If your business is just starting up, or has not
been going for very long, then you will need to
make a presentation for venture capital, possibly
to private investors known to you, or to institutional
investors who are actively interested in helping
to finance the very small business which needs
an injection of equity and long-term capital.
Or we might be talking about development capital,
project capital, or a geared package of equity
and loan capital to help in the acquisition of
an existing successful business. We could be talking
about negotiating a management buy-out, or about
exploiting the Unlisted Securities Market or the
Over-the-Counter Market. Finally, we might be
presenting a carefully argued case for UK government
or EEC finance. In all these examples we are talking
about making a presentation either oin person,
on paper or online over the Internet. Whatever
your specific case, the general principles you
need for making a presentation about your company
are covered here.
How Much Capital or Business loan is
required?
A healthy profit forecast does not necessarily
mean that little capital will be required. Some
of the biggest demands on capital are:
Launching and other preliminary exercises
The cost of equipment and premises (sometimes
including a premium on leasehold premises)
The cost of financing stock, work-in progress
and debtors, after allowing for credit granted
by suppliers (‘working capital’)

:: Records ::
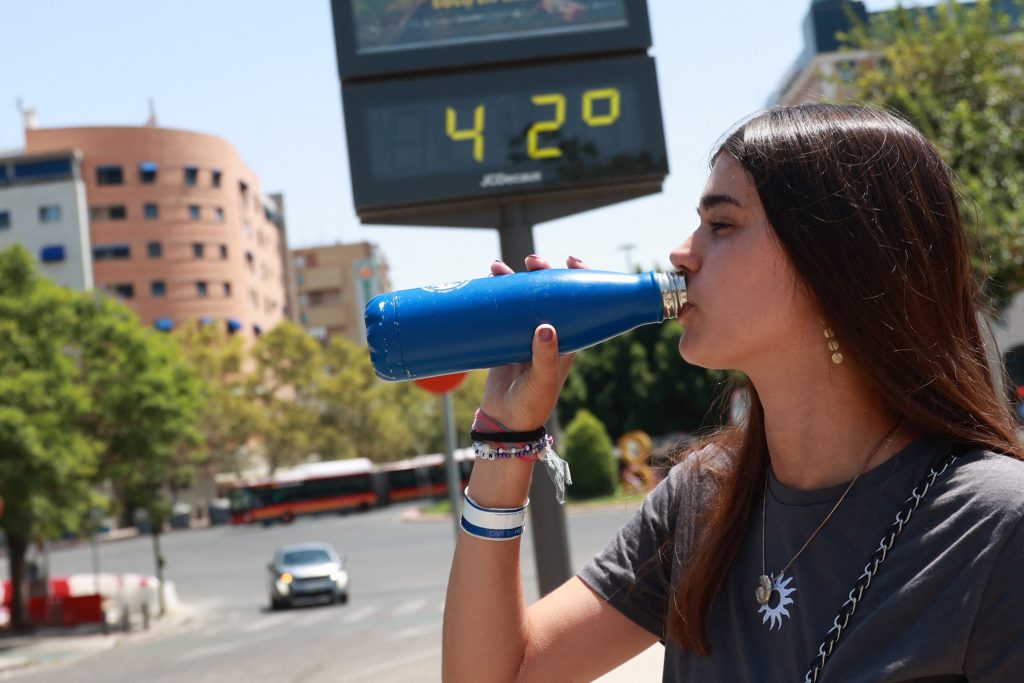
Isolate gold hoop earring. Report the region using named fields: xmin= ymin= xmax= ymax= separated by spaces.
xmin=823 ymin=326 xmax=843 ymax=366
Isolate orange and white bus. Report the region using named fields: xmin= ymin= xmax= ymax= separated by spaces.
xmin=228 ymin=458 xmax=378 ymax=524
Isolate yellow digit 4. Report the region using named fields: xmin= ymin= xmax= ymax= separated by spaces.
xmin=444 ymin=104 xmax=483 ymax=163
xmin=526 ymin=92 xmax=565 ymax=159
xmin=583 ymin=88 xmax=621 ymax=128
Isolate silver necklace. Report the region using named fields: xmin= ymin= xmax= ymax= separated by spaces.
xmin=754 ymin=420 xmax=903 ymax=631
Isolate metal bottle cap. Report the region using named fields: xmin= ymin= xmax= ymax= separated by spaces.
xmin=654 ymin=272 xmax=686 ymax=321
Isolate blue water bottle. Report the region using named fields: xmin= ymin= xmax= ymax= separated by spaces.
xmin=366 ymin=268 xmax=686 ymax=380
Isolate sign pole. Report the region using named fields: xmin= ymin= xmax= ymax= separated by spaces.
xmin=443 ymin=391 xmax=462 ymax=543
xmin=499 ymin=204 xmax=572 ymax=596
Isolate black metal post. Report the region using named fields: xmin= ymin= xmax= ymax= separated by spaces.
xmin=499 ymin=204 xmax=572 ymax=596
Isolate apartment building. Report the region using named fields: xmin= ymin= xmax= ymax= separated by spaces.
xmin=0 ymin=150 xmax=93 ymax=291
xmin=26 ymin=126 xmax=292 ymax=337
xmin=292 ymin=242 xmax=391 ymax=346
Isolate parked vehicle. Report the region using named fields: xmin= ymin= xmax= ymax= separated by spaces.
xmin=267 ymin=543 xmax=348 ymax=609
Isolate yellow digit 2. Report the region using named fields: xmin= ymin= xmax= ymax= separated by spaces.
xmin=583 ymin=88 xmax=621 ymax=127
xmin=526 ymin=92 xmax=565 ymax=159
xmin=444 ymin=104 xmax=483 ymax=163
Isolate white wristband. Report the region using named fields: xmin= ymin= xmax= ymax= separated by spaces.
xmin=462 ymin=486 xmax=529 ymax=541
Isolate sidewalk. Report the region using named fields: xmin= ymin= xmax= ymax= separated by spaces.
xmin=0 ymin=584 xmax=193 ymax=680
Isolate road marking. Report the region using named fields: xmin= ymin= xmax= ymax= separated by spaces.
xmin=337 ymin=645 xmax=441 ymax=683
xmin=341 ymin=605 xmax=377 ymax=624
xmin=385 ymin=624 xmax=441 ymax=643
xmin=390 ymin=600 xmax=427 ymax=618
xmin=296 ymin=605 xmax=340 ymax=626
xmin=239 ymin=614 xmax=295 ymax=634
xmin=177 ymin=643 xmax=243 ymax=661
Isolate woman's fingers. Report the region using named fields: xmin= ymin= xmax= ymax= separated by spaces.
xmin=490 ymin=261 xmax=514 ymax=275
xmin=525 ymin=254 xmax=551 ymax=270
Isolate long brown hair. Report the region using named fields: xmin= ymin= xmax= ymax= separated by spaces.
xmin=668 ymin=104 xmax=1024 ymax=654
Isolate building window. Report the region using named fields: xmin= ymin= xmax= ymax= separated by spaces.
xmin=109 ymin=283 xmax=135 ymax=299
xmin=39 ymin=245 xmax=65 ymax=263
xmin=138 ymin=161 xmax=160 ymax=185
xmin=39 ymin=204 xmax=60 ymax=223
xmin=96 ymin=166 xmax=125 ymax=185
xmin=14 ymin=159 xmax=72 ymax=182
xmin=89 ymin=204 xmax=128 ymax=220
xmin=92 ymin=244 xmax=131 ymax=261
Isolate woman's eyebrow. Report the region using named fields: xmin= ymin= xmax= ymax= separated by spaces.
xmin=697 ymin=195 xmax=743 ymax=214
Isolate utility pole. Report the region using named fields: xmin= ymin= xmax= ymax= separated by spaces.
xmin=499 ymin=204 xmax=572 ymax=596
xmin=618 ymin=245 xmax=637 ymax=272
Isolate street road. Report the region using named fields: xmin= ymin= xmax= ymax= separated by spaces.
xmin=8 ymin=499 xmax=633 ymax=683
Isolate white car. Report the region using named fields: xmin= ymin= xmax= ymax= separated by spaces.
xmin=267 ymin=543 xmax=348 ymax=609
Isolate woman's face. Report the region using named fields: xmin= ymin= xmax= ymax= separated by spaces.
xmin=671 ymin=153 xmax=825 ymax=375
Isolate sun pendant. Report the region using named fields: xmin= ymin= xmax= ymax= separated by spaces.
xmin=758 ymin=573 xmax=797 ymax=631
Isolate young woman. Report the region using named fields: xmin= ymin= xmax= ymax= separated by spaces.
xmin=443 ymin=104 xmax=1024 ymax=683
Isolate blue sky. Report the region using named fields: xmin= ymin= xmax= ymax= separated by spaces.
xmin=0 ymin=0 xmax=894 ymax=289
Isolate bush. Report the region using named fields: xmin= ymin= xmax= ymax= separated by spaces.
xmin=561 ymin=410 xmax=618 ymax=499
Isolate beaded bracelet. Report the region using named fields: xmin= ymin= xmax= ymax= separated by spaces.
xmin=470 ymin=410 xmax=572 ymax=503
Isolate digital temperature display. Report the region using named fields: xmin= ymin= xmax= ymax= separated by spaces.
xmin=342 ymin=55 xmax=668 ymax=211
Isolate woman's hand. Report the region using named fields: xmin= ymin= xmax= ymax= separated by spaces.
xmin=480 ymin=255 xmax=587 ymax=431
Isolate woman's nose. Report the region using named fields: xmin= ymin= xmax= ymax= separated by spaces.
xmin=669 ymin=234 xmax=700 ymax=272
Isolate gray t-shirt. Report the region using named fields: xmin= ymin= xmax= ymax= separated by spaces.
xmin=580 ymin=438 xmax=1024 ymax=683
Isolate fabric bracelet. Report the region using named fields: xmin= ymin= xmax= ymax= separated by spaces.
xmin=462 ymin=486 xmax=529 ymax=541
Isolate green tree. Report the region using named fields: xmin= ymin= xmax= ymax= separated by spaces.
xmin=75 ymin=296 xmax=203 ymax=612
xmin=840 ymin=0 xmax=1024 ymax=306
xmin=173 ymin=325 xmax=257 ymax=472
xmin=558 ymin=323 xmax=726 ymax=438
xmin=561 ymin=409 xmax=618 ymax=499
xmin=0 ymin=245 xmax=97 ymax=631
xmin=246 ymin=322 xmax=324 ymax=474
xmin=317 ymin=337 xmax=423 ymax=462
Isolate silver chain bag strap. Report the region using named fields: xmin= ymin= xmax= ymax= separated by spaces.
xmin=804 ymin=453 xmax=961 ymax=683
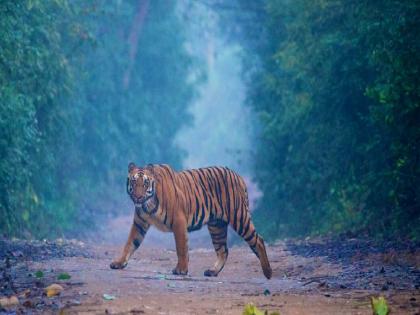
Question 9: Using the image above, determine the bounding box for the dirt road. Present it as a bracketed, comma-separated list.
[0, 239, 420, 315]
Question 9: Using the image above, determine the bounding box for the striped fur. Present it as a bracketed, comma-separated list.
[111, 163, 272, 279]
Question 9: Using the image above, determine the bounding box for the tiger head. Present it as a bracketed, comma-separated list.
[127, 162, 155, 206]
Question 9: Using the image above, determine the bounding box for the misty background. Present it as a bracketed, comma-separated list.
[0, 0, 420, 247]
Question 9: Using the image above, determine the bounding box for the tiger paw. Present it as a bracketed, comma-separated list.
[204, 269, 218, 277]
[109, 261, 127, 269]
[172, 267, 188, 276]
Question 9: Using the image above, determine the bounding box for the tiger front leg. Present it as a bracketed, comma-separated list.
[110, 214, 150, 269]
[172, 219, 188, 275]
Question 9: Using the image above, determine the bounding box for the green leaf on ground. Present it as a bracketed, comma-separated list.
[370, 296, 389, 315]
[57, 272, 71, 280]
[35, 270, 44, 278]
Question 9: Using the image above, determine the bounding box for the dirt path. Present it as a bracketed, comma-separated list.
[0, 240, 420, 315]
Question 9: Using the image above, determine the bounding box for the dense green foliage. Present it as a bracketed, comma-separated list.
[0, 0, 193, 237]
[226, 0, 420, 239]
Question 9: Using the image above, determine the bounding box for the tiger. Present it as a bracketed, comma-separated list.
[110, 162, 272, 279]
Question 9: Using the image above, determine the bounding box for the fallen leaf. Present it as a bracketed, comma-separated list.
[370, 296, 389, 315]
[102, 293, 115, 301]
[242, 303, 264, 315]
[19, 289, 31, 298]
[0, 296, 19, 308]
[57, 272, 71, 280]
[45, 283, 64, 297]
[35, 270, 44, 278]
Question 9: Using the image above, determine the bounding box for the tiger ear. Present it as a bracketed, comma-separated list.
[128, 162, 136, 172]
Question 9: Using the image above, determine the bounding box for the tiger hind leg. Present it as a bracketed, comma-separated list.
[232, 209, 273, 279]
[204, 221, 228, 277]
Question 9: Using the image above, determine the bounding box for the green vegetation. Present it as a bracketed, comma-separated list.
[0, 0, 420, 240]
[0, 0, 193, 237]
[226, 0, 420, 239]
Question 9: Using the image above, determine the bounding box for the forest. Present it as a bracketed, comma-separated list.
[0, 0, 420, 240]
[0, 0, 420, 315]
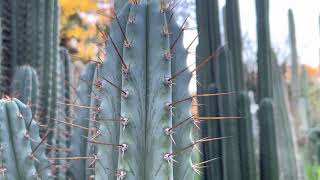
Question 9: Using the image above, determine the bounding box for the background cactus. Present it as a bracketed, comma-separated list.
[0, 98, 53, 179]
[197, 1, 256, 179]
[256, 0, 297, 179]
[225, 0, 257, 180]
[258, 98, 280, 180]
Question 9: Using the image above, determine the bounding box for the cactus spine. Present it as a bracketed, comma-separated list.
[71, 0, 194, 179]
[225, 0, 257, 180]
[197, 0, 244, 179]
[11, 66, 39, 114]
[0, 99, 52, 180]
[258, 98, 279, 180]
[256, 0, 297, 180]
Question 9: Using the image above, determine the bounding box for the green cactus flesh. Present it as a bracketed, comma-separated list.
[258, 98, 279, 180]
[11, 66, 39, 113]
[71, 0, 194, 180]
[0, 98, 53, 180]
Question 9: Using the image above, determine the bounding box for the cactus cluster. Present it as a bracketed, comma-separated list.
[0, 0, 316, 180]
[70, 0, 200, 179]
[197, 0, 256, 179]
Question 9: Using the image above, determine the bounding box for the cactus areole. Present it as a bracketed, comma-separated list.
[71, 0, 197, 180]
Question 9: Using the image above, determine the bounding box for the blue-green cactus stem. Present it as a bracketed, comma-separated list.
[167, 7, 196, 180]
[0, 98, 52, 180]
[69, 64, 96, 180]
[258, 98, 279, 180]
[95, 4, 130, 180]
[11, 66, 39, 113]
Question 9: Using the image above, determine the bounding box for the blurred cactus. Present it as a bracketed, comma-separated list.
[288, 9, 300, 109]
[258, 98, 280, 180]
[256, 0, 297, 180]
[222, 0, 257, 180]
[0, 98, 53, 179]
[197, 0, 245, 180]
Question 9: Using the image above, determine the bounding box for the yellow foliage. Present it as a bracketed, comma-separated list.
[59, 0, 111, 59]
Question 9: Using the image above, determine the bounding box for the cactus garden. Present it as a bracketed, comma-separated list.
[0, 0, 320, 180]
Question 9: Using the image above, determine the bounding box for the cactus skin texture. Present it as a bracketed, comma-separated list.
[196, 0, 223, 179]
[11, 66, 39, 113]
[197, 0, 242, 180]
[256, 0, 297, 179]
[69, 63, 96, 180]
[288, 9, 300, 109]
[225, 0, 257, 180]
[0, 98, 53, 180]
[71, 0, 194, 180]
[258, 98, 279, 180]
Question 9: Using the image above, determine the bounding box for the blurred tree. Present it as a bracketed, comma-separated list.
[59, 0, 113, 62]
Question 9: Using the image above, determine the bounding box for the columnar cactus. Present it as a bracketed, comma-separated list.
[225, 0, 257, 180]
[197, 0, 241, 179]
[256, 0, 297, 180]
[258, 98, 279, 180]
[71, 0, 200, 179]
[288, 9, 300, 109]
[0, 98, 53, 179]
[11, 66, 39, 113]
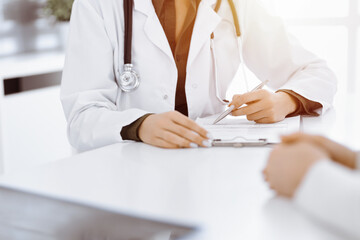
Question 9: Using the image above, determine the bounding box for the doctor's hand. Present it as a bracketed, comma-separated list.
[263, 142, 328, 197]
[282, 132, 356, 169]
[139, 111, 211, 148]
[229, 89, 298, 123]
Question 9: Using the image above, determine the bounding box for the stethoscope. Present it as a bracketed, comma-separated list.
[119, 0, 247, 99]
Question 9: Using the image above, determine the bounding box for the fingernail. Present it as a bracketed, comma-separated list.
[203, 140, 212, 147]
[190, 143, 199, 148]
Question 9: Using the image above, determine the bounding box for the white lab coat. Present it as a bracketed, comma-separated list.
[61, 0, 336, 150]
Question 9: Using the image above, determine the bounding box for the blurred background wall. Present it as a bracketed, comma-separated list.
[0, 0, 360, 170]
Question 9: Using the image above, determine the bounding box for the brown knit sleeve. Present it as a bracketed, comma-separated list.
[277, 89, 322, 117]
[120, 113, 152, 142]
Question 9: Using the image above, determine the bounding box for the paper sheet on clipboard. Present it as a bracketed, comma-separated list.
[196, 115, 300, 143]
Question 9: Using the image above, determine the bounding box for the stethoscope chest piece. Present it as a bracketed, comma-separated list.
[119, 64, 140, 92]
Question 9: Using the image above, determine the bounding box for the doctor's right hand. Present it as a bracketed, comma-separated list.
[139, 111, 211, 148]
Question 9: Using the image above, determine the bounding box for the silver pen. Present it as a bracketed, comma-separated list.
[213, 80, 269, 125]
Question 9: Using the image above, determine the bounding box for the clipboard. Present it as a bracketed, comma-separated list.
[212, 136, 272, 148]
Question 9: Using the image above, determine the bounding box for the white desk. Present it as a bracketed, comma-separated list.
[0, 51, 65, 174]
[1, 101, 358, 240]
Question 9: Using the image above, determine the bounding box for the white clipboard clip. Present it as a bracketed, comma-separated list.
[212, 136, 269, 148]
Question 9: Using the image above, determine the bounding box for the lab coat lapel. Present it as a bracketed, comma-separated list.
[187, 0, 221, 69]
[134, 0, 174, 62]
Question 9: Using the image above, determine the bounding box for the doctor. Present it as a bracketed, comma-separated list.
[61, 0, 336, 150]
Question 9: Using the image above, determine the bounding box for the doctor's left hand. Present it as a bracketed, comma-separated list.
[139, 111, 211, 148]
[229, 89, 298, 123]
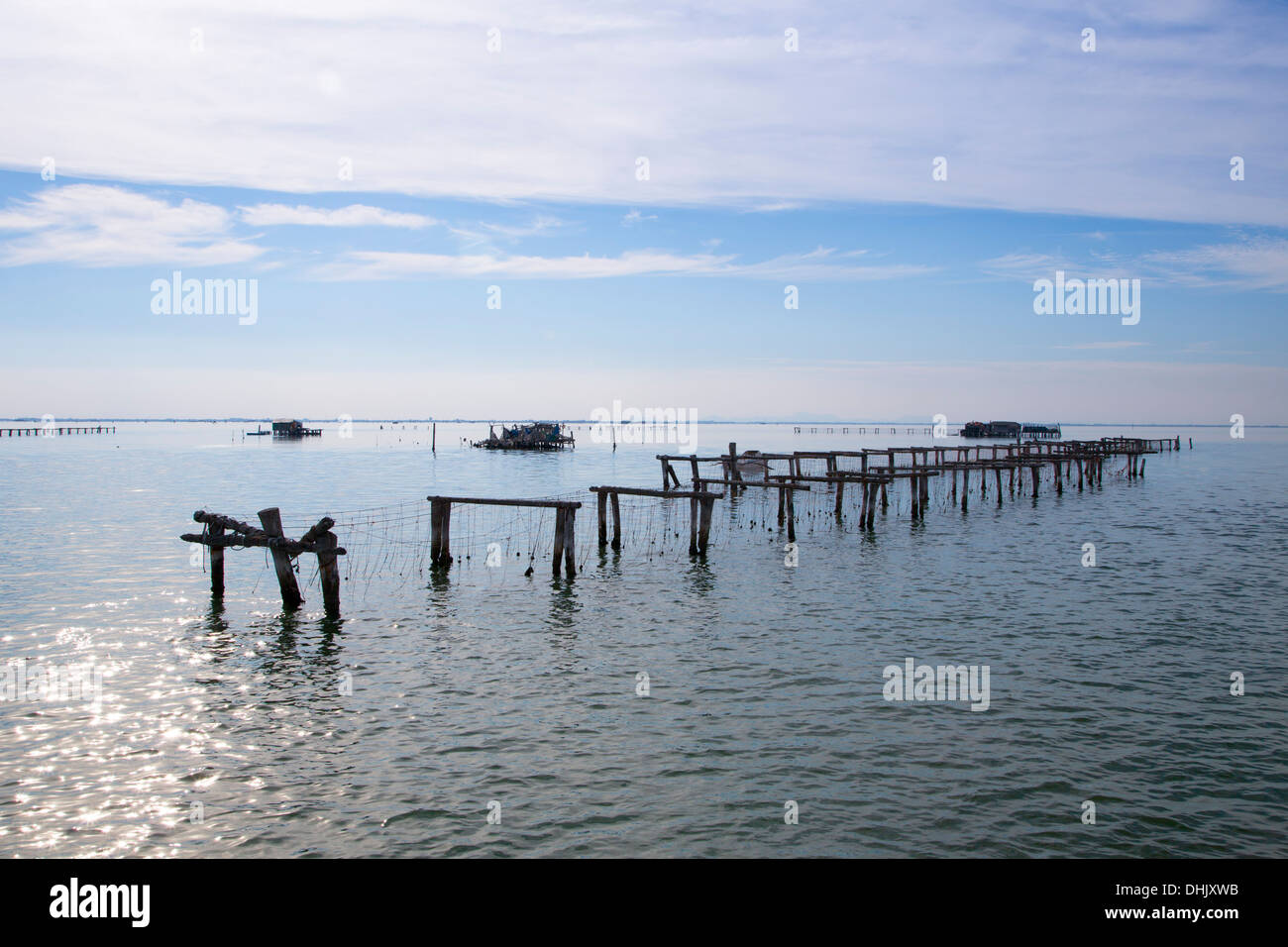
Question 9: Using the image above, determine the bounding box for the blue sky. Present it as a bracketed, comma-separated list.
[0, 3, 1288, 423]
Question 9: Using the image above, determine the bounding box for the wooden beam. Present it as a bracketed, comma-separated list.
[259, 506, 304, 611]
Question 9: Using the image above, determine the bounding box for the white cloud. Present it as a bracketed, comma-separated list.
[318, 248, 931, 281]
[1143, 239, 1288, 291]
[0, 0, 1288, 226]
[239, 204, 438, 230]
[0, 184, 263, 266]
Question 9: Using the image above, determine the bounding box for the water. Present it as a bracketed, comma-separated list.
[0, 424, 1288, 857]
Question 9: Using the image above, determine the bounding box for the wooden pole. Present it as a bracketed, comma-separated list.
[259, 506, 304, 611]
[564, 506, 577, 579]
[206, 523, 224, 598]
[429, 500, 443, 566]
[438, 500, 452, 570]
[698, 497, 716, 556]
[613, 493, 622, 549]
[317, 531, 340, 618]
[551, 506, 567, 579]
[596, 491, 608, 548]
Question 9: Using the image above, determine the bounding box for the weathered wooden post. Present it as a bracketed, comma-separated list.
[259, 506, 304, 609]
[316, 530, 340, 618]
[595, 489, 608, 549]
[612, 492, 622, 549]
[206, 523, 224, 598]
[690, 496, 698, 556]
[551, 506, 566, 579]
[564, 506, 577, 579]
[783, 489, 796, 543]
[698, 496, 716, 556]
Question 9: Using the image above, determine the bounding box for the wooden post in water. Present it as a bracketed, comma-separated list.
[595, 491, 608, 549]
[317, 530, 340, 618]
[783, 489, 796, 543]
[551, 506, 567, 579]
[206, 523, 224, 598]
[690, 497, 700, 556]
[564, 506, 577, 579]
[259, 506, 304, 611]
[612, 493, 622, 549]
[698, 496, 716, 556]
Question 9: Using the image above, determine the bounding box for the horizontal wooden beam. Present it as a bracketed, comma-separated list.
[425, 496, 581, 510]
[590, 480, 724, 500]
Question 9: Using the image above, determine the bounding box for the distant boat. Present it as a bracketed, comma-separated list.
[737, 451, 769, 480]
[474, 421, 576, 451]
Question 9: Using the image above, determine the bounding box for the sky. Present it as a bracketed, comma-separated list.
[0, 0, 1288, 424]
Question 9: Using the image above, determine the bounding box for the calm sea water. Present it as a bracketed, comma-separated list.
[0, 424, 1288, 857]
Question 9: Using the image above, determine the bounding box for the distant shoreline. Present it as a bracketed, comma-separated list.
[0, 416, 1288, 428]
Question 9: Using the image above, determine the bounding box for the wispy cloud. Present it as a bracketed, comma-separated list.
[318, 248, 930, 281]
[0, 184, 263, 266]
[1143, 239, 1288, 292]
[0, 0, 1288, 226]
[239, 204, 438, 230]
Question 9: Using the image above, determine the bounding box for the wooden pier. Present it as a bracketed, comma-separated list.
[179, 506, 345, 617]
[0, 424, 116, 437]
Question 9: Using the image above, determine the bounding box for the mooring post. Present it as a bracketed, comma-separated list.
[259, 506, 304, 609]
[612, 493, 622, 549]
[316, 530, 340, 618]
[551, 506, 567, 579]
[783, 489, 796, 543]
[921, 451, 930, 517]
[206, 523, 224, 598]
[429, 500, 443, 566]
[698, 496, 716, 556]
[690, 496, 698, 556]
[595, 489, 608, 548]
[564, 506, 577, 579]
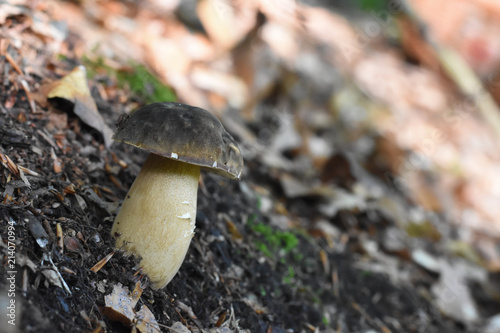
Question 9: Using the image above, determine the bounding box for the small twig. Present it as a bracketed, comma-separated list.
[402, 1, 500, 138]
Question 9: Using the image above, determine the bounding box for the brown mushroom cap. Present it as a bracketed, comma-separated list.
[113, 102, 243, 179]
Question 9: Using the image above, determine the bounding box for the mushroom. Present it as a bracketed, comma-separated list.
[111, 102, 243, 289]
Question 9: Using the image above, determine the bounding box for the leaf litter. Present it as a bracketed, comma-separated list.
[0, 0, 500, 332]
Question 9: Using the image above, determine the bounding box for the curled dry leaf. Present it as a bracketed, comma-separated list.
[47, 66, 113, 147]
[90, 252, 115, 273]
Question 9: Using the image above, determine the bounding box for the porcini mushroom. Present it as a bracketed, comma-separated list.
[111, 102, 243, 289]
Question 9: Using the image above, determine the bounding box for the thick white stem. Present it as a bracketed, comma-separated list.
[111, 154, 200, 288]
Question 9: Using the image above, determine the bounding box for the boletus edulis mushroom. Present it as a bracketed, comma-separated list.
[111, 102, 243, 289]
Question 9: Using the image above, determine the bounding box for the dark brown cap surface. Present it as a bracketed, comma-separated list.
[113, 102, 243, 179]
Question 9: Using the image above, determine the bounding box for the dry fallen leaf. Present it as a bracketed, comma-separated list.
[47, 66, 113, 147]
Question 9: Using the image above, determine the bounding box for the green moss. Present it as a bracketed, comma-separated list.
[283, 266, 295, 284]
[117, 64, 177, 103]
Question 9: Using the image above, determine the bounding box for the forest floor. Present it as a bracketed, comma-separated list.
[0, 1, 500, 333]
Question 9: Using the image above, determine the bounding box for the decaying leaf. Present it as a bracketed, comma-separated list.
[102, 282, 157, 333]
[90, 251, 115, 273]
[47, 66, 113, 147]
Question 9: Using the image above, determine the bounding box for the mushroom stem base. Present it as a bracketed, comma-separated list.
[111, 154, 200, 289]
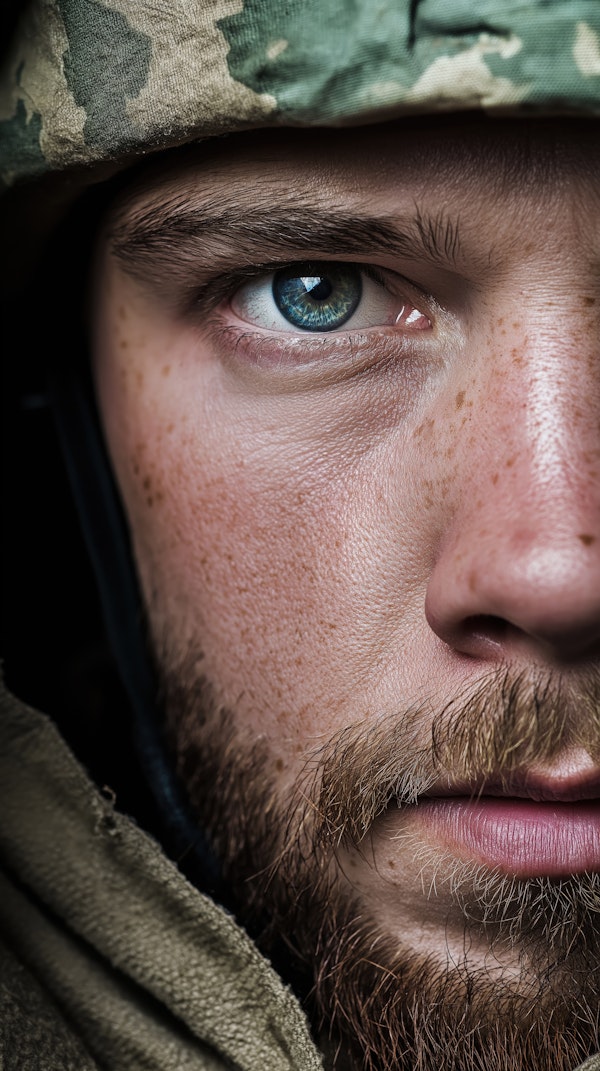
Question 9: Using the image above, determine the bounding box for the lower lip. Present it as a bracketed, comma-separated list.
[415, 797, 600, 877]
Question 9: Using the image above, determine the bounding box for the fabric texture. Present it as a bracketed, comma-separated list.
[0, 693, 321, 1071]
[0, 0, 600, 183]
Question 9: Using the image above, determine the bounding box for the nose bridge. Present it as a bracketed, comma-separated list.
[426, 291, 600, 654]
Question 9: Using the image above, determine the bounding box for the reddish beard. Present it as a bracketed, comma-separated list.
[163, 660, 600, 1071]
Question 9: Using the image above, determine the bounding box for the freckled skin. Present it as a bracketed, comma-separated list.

:: Actions to take ::
A. How would you translate this sentence from the passage on raising business capital into Spanish: "A healthy profit forecast does not necessarily mean that little capital will be required."
B. Can you extend the passage on raising business capital, picking up right after its final line?

:: Outputs ::
A. Un pronóstico de beneficios saludable no significa necesariamente que se vaya a necesitar poco capital.

B.
Sales falling significantly short of expectations,
and other deviations from the original plan
A word of warning when preparing the budget:
There is always the risk that sales will be slow
to reach expectations, or even will not reach
them at all. It is therefore important to make
sure that adequate capital is available to cover
any reasonable shortfall in profits, and it is
strongly recommended that profit and cash projections
are prepared to reflect the worst envisaged sales
income as well as the most likely sales income.
An increase in your sales also has to be financed
as it means, for example, that you will have to
purchase more raw material, you will also have
an increased wage bill, as well as other extra
costs.
In your cash forecast you should be prepared to
include items where sums for goods are actually
received or paid for in cash. These forecasts
should be over a two- or three-year period, including
contingencies, and should show monthly movements,
profit/loss and a balance sheet. ‘Capital’
items such as equipment and leases as well as
pre-trading expenditure must also be included.
Listed below are items which have a significant
impact on cash forecasts and should therefore
be borne in mind.
• The proportion of sales expected to be
settled in cash rather than by credit;
• The terms of credit, affecting both purchases
and sales;
• Staffing levels and the timing of changes;
• Upgrading of accommodation or equipment
as the business expands;
• The nature of timing of capital injections.
The cash forecast should cover the same period
as the profit projection, showing projected monthly
movements for the first year. It will give you
an indication of:
• The maximum capital requirement (before
allowing for interest, which will be dictated
by the type of financing deal eventually negotiated);
• The month in which the maximum requirement
will arise;
• The pattern of the capital requirement
(useful to establish the timing of injections
and repayments of capital, and the form of finance
most suitable);
• The impact on the capital requirement
of slower than expected sales progress.
What is the capital or business loan
required for?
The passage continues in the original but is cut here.